— EXERCISE OBJECTIVE —
Make your reply a word-for-word repeat of the records.

— DATA FOR ANALYSIS —
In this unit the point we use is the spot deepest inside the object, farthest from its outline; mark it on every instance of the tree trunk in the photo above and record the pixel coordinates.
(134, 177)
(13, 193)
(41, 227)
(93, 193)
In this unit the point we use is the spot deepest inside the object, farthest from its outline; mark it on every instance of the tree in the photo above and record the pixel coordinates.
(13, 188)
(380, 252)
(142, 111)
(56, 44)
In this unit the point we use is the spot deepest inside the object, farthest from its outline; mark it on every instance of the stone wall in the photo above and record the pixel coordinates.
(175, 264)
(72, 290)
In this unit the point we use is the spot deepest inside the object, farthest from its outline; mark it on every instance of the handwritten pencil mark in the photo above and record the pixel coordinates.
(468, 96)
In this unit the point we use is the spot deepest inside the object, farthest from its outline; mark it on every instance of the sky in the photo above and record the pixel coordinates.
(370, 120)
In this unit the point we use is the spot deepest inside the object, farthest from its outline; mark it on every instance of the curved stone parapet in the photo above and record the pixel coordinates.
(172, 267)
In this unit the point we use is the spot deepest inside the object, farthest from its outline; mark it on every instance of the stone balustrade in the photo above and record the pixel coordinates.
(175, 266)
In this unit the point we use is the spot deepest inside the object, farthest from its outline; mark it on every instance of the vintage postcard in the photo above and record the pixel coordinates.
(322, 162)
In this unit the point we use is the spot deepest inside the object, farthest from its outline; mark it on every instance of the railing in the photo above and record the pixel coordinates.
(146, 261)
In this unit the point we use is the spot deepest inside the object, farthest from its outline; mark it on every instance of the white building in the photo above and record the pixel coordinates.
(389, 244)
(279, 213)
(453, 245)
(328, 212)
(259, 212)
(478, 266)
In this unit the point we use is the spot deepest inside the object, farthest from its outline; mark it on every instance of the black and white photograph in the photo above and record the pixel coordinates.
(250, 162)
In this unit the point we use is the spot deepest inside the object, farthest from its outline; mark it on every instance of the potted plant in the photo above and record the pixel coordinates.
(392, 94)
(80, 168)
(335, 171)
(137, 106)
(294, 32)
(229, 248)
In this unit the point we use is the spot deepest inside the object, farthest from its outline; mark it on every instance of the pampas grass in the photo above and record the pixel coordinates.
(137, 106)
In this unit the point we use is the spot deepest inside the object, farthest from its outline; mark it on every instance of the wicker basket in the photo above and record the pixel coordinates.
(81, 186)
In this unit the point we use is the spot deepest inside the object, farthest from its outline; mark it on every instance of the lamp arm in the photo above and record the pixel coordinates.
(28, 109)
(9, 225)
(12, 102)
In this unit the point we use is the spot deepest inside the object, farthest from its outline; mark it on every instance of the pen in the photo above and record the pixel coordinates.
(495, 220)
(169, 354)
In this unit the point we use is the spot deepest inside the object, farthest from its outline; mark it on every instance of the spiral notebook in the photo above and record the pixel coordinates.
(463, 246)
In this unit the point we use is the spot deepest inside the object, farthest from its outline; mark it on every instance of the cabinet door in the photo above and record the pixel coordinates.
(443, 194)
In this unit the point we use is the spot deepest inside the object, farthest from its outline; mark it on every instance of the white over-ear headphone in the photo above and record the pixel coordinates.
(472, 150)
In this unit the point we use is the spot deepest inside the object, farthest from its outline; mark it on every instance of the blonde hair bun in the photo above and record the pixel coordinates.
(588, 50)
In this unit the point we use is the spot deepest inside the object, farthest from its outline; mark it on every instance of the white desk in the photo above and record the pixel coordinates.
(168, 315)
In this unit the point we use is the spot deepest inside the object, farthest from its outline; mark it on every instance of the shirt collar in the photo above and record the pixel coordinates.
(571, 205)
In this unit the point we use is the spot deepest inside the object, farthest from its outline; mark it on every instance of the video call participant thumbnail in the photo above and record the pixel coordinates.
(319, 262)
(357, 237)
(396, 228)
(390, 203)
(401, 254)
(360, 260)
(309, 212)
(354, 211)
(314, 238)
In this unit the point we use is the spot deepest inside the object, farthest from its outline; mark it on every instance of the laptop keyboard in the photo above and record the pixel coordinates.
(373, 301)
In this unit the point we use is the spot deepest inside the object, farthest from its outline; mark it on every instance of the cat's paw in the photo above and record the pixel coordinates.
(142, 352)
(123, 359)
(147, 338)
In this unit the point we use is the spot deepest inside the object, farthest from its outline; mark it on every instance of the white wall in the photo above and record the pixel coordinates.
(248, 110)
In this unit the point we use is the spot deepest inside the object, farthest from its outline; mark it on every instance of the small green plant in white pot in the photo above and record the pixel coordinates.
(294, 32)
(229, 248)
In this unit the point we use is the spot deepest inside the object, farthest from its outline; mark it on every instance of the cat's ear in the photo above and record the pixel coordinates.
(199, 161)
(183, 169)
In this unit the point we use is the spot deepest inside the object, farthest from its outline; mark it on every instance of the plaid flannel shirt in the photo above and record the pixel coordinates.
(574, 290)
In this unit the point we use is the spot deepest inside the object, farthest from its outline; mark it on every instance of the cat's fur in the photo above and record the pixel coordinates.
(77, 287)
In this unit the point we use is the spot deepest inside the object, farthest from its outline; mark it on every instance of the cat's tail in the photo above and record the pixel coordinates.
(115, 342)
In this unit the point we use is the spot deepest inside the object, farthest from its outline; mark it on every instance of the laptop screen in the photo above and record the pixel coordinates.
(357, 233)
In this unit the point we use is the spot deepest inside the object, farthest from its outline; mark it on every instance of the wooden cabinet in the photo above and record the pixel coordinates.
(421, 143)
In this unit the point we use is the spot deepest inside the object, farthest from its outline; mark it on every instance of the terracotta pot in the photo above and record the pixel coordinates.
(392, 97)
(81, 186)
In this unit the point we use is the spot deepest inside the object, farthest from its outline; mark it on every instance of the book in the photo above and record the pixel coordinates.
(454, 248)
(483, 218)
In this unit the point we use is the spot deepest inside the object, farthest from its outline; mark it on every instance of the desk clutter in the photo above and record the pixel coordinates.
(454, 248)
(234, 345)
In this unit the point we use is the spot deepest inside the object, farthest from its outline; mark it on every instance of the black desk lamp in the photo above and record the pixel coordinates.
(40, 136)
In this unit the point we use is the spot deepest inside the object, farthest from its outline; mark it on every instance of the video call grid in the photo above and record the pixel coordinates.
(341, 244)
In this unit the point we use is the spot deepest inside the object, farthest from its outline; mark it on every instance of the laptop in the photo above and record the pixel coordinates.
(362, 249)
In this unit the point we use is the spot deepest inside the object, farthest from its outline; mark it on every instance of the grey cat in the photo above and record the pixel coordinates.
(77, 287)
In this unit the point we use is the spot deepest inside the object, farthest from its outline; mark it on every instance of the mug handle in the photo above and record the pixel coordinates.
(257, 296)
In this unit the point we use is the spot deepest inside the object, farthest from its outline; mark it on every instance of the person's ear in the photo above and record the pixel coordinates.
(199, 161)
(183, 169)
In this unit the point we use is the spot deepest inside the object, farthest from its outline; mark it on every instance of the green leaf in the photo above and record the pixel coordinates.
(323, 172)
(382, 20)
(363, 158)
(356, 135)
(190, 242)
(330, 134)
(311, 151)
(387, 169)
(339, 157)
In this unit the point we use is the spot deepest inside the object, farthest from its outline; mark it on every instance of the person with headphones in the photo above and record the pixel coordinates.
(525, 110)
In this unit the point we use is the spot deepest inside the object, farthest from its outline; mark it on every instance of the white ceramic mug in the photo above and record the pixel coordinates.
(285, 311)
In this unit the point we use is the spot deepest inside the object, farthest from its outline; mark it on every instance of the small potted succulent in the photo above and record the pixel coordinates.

— TASK SOLUTION —
In this unit the point we use is the spot deepest inside the object, farthest from its outline; mark it on every instance of the tree trunk in the photo above and record the pixel coordinates.
(134, 177)
(13, 193)
(41, 227)
(93, 193)
In this unit the point we use is the spot deepest inside the object, farthest from its outline; mark it on every instance of the tree in the photo above and record the pixel coordinates.
(13, 188)
(380, 252)
(142, 111)
(56, 44)
In this unit the point we use is the spot deepest inside the object, farthest from its outline; mark it on every instance of the stone wall in the photo above and record the pixel coordinates.
(175, 264)
(72, 290)
In this unit the point we use is the spot deepest inside the object, farthest from its outline; mark it on every instance of the handwritten pencil mark in the photo above and record the pixel coordinates.
(468, 96)
In this unit the point we use is the spot deepest inside the object, farthest from its outline; mark it on every instance of the sky in the photo above and record the pixel coordinates.
(370, 120)
In this unit the point we use is the spot deepest inside the object, farthest from its outline; mark it on every instance of the curved stone parapet in the photo above and record the pixel coordinates.
(172, 267)
In this unit the point we use is the spot deepest inside the object, farthest from its outline; mark it on every instance of the stone balustrade in the photo above and record the pixel coordinates.
(175, 266)
In this unit the point we use is the spot deepest inside the object, farthest from its outline; mark it on every instance of the vintage postcard in the photo above and record the pixel coordinates.
(322, 162)
In this unit the point we use is the spot deepest inside the object, farthest from its outline; mark it on every instance of the railing in the photo above and record the pixel coordinates.
(146, 261)
In this unit the point we use is the spot deepest inside the object, farthest from its outline; mark it on every instance of the white building in the photo above and record the pixel coordinates.
(389, 244)
(279, 213)
(453, 245)
(328, 212)
(259, 212)
(478, 266)
In this unit the point we use is the spot deepest inside the object, farthest from its outline; mark it on every instance of the black and white photograph in the photo above and record the pixel coordinates.
(250, 162)
In this unit the point we use is the spot deepest inside the object, farthest from its outline; mark it on every instance of the potted plant in the photo above and record the pixel coordinates.
(392, 94)
(80, 168)
(335, 171)
(137, 106)
(294, 32)
(229, 248)
In this unit the point we use is the spot deepest inside the object, farthest from its outline; mark it on every instance of the pampas grass in the photo above and record the pixel coordinates.
(137, 106)
In this unit the point we use is the spot deepest inside the object, farthest from its outline; mark it on every instance of the wicker basket in the photo above and record the pixel coordinates.
(81, 186)
In this unit the point we use is the spot deepest inside the object, farthest from its outline; mark it on every instance of the lamp arm in the photo above and record the pixel coordinates.
(28, 109)
(9, 225)
(12, 102)
In this unit the point we use is the spot deepest inside the object, farthest from its outline; mark it on every instance of the pen in the photo above and record the pixel coordinates.
(495, 220)
(169, 354)
In this unit the point we use is the spot deepest inside the object, farthest from its outline; mark it on every instance of the spiral notebook in the photo above and record the pixel coordinates.
(463, 246)
In this unit the point we use is the spot deepest inside the object, farthest from its outline; mark it on every instance of the cabinet door in the photo above and record the pixel coordinates.
(443, 194)
In this unit the point we use is the spot deepest inside the object, farthest from its outline; mark it on every instance of the white over-ear headphone in the photo above and record the pixel coordinates.
(472, 150)
In this unit the point we use is the spot deepest inside the object, farthest from its outline; mark it on every instance of the blonde hair bun in the photo above and record the pixel coordinates.
(588, 50)
In this unit the point we use is the spot deepest inside the object, farthest from its outline; mark it on every instance of the white desk in the photo above and record the pixel coordinates.
(168, 315)
In this unit the point we use is the spot deepest inside the object, farthest from its outline; mark it on every instance of the shirt collar in the photo above and record the pixel coordinates.
(571, 205)
In this unit the point we use is the spot deepest inside the object, farthest from its outline; mark it on every instance of the video call participant thumbnail in the photo above and record the pixel coordinates.
(319, 262)
(357, 237)
(396, 228)
(390, 203)
(401, 254)
(360, 260)
(309, 212)
(354, 211)
(314, 238)
In this unit the point we use is the spot deepest inside the object, farthest from its outline; mark it on every instance of the laptop keyboard in the photo above and record the pixel coordinates.
(373, 301)
In this unit the point we use is the spot deepest inside the object, farthest from its outline; mark it on every instance of the cat's paw in the photo above and record the pixel coordinates.
(142, 352)
(123, 359)
(147, 338)
In this unit the point we use is the spot deepest inside the object, farthest from its outline; mark it on every instance of the white wall in the photo above and record the pixel coordinates.
(248, 110)
In this unit the point we use is the spot deepest inside the object, farthest from its outline; mark it on every instance of the small green plant in white pot in the photo above and record the pixel coordinates.
(294, 32)
(229, 248)
In this unit the point we use is the spot deepest inside the object, farthest from its outline; mark it on every instance of the cat's ear in the photo above and record the pixel coordinates.
(199, 161)
(183, 169)
In this unit the point we use is the spot deepest inside the object, farthest from its outline; mark it on every instance of the plaid flannel shirt in the photo above and record the pixel coordinates.
(574, 290)
In this unit the point we use is the spot deepest inside the object, farthest from its outline; mark it on every instance of the cat's fur in the photo above and record the pixel coordinates.
(77, 287)
In this unit the point we use is the spot deepest inside the object, farthest from its outline; mark it on every instance of the cat's tail in the photo above and record the pixel coordinates.
(115, 342)
In this unit the point we use is the spot deepest inside the object, farthest from its outline; mark it on every instance of the laptop screen in the photo above and record the pixel coordinates.
(357, 233)
In this unit the point we use is the spot deepest inside the object, farthest from its outline; mark it on every instance of the wooden cabinet in the photo above and record the pixel coordinates.
(421, 143)
In this unit the point we use is the spot deepest inside the object, farthest from its outline; mark it on every instance of the terracotta pot in the photo above and record the pixel coordinates.
(392, 97)
(81, 186)
In this unit the point we use is the spot deepest inside the object, farthest from its outline; mark it on every instance of the book in the photo above and record the pixel coordinates.
(454, 248)
(483, 218)
In this unit the point we use is the spot deepest inside the object, farthest from its outline; mark it on every instance of the desk clutter in the photo above and record the pixel coordinates.
(454, 248)
(234, 345)
In this unit the point we use is the spot deepest inside the object, farthest from its outline; mark it on every instance of the black desk lamp in the photo above and record the pixel coordinates.
(40, 136)
In this unit the point we use is the spot deepest inside the object, farthest from its outline; mark it on every instance of the video call grid in the photo above and record the pixel coordinates.
(341, 244)
In this unit the point we use is the spot deepest inside the object, farthest from its outline; mark it on every instance of the laptop in the photo above and record the pixel coordinates.
(362, 249)
In this unit the point we use is the spot deepest inside the object, farthest from its outline; mark it on every instance of the grey cat in the photo above and record the pixel coordinates.
(77, 287)
In this unit the point we use is the spot deepest inside the object, farthest from its outline; mark it on every instance of the mug handle in the photo above and record the pixel coordinates.
(257, 296)
In this unit the point we use is the spot deepest inside the object, farthest from its outline; mark it on every instance of the person's ear in the photo above and record the pixel coordinates.
(199, 161)
(183, 169)
In this unit the point we use is the spot deepest inside the object, farthest from its outline; mark it on every instance of the green leaf in the photo above and record the pixel coordinates.
(323, 172)
(382, 20)
(363, 158)
(356, 135)
(190, 242)
(330, 134)
(311, 151)
(387, 169)
(339, 157)
In this unit the point we use is the spot deepest inside the object, farthest from its outline; mark it on every instance of the person with headphones in the photo above and record the pixel coordinates.
(525, 110)
In this unit the point we use is the spot deepest inside the object, farthest from its outline; mark it on every instance of the white ceramic mug in the photo above and record the pixel coordinates.
(285, 311)
In this unit the point we use is the spot deepest inside the object, farthest from its outline; mark it on every instance of the small potted succulent in the photo above and record the pixel coordinates.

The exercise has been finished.